━━━ EXTRACTED MATERIAL ━━━

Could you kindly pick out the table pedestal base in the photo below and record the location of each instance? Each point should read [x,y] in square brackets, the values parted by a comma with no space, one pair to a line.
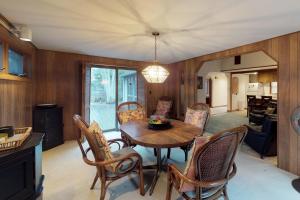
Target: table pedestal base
[158,168]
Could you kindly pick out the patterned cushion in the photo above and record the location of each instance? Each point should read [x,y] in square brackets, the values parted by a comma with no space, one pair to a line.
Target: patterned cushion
[101,141]
[195,117]
[163,107]
[190,169]
[129,115]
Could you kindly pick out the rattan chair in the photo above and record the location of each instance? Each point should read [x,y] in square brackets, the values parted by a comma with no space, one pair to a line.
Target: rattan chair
[168,99]
[131,105]
[127,160]
[197,106]
[214,167]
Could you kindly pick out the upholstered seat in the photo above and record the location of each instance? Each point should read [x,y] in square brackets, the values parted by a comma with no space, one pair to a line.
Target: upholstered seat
[110,166]
[209,168]
[129,111]
[198,115]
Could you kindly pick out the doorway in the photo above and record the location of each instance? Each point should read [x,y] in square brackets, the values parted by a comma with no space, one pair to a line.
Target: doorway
[109,87]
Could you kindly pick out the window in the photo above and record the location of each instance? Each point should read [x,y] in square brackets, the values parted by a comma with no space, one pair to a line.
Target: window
[15,63]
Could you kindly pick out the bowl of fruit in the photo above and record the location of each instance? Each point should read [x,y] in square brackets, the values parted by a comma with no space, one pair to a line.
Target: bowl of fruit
[158,122]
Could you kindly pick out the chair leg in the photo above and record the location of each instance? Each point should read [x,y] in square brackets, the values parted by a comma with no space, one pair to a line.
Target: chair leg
[169,188]
[141,178]
[103,189]
[95,181]
[225,193]
[185,154]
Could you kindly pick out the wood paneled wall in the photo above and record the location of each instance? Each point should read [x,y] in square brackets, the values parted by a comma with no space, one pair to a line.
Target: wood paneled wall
[16,94]
[58,80]
[286,51]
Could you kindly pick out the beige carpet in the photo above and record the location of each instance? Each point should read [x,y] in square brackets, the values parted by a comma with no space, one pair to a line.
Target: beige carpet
[69,178]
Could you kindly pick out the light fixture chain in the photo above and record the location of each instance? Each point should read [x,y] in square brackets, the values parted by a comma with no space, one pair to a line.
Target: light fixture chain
[155,51]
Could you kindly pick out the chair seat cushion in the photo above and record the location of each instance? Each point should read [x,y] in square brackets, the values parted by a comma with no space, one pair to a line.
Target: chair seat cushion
[103,146]
[190,169]
[127,164]
[129,115]
[206,192]
[196,117]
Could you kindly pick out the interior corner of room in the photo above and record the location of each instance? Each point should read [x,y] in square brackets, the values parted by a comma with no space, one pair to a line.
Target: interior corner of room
[68,69]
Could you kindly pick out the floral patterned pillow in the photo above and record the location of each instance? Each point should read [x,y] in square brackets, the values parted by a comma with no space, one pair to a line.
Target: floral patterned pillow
[190,169]
[163,107]
[102,143]
[196,117]
[129,115]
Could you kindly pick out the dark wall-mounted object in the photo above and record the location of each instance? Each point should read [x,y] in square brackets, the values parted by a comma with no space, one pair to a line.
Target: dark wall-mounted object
[237,60]
[200,82]
[21,170]
[48,119]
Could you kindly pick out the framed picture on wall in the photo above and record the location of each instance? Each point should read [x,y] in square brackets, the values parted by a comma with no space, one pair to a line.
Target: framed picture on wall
[200,82]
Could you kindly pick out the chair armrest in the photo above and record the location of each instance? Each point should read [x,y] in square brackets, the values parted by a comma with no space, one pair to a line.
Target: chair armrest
[111,161]
[251,130]
[233,172]
[177,174]
[116,141]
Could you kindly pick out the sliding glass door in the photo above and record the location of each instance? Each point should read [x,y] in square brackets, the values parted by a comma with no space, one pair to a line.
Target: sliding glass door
[109,87]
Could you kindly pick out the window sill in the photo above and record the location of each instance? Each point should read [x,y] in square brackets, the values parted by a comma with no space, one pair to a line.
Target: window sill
[4,76]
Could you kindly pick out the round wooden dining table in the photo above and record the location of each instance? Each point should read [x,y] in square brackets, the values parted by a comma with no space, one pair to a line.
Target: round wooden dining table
[180,134]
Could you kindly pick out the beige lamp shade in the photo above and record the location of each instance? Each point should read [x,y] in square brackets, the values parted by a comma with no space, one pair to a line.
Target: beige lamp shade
[155,74]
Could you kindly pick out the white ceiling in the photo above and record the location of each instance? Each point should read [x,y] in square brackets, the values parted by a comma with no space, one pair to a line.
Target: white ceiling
[122,28]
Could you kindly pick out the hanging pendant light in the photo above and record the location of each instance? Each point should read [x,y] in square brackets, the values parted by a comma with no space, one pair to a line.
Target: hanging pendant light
[155,73]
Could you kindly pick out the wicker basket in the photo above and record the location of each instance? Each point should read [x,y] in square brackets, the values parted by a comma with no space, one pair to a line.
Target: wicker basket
[20,135]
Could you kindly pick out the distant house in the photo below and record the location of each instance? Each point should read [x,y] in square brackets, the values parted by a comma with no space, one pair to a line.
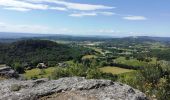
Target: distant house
[41,65]
[63,65]
[7,72]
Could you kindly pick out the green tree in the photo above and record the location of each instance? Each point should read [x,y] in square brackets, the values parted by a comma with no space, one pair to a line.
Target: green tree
[18,67]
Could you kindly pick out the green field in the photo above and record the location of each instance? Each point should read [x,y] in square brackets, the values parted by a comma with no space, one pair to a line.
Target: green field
[134,62]
[115,70]
[38,73]
[89,57]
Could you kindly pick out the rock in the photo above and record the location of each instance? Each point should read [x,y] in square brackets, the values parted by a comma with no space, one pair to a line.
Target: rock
[8,72]
[71,88]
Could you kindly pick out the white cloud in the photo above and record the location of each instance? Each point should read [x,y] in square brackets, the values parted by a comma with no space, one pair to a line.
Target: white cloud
[17,9]
[59,8]
[21,4]
[4,27]
[59,5]
[107,13]
[82,14]
[135,18]
[75,6]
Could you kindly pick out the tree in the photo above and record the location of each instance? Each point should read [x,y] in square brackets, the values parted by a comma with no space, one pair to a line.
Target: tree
[18,67]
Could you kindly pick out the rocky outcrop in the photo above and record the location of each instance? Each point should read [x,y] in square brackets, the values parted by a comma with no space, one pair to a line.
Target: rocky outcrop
[71,88]
[7,72]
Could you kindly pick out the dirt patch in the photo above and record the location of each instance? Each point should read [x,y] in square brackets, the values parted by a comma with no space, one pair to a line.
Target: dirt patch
[69,96]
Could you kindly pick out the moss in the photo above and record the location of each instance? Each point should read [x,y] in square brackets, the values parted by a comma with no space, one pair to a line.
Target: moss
[15,87]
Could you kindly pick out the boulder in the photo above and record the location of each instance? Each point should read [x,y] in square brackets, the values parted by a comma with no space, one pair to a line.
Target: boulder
[70,88]
[8,72]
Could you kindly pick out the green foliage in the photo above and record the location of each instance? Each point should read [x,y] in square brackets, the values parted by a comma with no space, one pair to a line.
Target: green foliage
[15,87]
[77,70]
[18,67]
[153,80]
[94,73]
[33,52]
[60,72]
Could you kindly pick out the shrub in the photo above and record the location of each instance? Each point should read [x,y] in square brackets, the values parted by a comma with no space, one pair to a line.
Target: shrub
[15,87]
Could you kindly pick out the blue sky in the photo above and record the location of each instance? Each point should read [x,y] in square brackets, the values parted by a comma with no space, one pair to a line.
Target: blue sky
[86,17]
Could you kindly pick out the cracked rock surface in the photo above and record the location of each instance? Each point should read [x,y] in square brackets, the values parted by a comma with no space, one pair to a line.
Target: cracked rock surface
[70,88]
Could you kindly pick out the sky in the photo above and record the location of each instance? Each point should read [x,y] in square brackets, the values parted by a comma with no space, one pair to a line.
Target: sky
[86,17]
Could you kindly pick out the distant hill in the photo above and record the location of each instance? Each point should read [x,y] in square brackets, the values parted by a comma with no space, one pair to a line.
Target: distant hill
[11,35]
[33,52]
[160,39]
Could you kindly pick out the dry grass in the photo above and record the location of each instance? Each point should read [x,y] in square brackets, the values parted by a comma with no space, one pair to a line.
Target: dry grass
[115,70]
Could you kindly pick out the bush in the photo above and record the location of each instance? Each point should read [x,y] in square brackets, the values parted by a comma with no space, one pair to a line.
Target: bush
[94,73]
[18,67]
[60,72]
[15,87]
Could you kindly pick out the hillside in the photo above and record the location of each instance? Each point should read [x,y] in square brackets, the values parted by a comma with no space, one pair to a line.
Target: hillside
[32,52]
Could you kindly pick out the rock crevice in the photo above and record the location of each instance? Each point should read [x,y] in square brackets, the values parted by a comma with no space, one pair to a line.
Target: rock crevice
[66,88]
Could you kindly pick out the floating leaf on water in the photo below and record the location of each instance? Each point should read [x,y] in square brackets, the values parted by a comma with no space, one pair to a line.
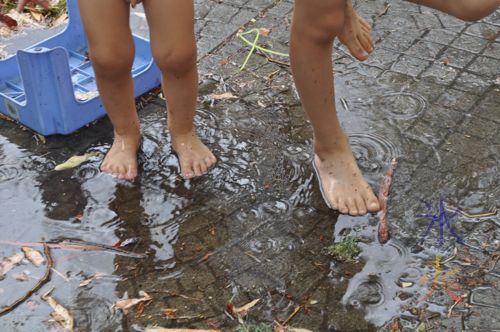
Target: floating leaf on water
[8,263]
[34,256]
[405,284]
[343,251]
[98,275]
[170,313]
[83,96]
[126,304]
[60,314]
[8,21]
[74,161]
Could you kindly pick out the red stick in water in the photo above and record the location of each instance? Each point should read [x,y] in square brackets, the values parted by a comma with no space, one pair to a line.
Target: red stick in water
[383,197]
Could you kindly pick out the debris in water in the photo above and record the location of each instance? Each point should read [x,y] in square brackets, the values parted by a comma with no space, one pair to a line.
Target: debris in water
[75,161]
[9,262]
[383,197]
[343,251]
[126,304]
[34,256]
[96,276]
[60,314]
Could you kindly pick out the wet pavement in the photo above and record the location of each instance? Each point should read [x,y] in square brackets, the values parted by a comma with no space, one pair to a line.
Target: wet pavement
[255,227]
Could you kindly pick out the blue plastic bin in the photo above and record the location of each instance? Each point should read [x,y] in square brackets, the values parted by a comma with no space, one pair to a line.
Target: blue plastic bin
[39,86]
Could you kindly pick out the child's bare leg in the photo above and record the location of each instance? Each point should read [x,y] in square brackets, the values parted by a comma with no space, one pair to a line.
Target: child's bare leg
[356,33]
[467,10]
[171,24]
[111,51]
[315,25]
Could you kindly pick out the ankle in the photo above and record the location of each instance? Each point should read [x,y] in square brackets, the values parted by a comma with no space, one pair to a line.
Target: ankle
[333,145]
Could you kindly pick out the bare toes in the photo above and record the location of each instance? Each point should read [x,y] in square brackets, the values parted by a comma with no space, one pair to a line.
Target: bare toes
[343,207]
[361,206]
[187,171]
[197,169]
[203,167]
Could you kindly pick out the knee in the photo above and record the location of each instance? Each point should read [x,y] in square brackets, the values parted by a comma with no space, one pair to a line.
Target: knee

━━━

WORK TO DO: The answer consists only of the lines from the one containing "Could you kindly pick out the child's" to the end of the records, each written out exactly.

FULL RESPONSE:
Could you kindly pick out the child's bare leg in the photo above and record the location of each instance? Each point should read [x,y] in square brackets, the values parted by a comma with no space, one pair to a line.
Target: child's bare leg
[356,33]
[467,10]
[171,24]
[111,51]
[315,25]
Could you kindly pick out the ankle in the photo above and record the location of each instance? Each point should read [x,y] in square brackets, the values parted by a comma with no space, one pair to a line.
Target: ankle
[333,145]
Could you kindly pick out the bare toes in the photo above and record the location of each instance? Each point should read [x,y] in square brackets, the values parted by a comma with no space, one pair to a line.
Target: bare toes
[343,207]
[361,206]
[187,171]
[197,169]
[203,167]
Could you kindly pick out the knee in the photo above and record the location of each instance? Each point should read [x,y] in square brackets, the values parted by a comma with no space, one pair to a line.
Target: knee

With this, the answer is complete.